• Page:
* START *
Margaret Cho, purveyor of funny and (mildly) offensive jokes, caused quite a ruckus at the Golden Globes when she appeared on stage as Cho Young Ja, a North Korean military general and journalist with a distinctly exaggerated accent. The gag – even if it wasn’t your cup of tea – was a nod to Cho’s previous turn on 30 Rock as former North Korean “supreme leader” Kim Jung-Il as well as a reference to The Interview-Sony hack drama that has been unfolding in real time right before our eyes.
But, as should have been (and probably was) expected, the flak flooded in, with journalists comparing the bit to a minstrel show and wondering how it could ever be understood as anything but “broadly racist.” Twitter feeds exploded and the metaphorical pot was stirred. All of the backlash becoming even more complicated and interesting when put into context with how heavy of an emphasis was placed on free speech, and Je Suis Charlie, during the broadcast. As a Korean American viewer, my ears were perked.
Cho really has no time for any of the controversy she’s stirred up. No really. The comedian made it abundantly clear she doesn’t care if people think she crossed the (murky) line between comedy and cultural sensitivity. As she told Buzzfeed, she “can do whatever [she] want[s] when it comes to Koreans.”
“I’m not playing the race card, I’m playing the rice card,” she went onto say, referring to her North and South Korean heritage. “I’m the only person in the world, probably, that can make these jokes and not be placed in a labor camp.” She also expressed this position on Twitter letting loose the following tweets (she also retweeted a TON of people defending her appearance):
Cho has become somewhat infamous for her impressions of family members – in particular her mother – and openly mocking her own cultural and racial background. It makes her controversial among many Asian Americans, so when she tells Buzzfeed, “I am from this culture. I am from this tribe. And so I’m able to comment on it,” it does make us wonder, when it’s ok to use racial stereotypes for a laugh?
If you ask Cho, she can use these stereotypes however she wants, whenever she wants because she’s part of the community. Ask others, however, and they might disagree saying she’s only perpetuating racist ideas that many Asians find hurtful – not just Koreans. As someone who is mixed-race and who was raised in a Korean-American home, I can say I’m not distinctly perturbed by most of what Cho says or mocks. Actually, it was only a few days ago I was talking to my father (a Korean American) about the hilariously accurate way she once addressed out-dated cultural ideals of masculinity and homosexuality. It was an old bit and yeah, it played into some cultural stereotypes we wouldn’t want to flaunt, but to us – because we have seen and experienced the things she’s mocking – it was a good laugh and a bit of a relief.
* END *
• Information shown:
* START *
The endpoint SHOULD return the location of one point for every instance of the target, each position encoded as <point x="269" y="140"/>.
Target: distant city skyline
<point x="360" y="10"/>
* END *
• Your goal: Reproduce the article on Margaret Cho word for word, taking everything from "If you ask Cho, she" down to "of a relief.". The material shown above stands apart from the article on Margaret Cho.

• The response:
If you ask Cho, she can use these stereotypes however she wants, whenever she wants because she’s part of the community. Ask others, however, and they might disagree saying she’s only perpetuating racist ideas that many Asians find hurtful – not just Koreans. As someone who is mixed-race and who was raised in a Korean-American home, I can say I’m not distinctly perturbed by most of what Cho says or mocks. Actually, it was only a few days ago I was talking to my father (a Korean American) about the hilariously accurate way she once addressed out-dated cultural ideals of masculinity and homosexuality. It was an old bit and yeah, it played into some cultural stereotypes we wouldn’t want to flaunt, but to us – because we have seen and experienced the things she’s mocking – it was a good laugh and a bit of a relief.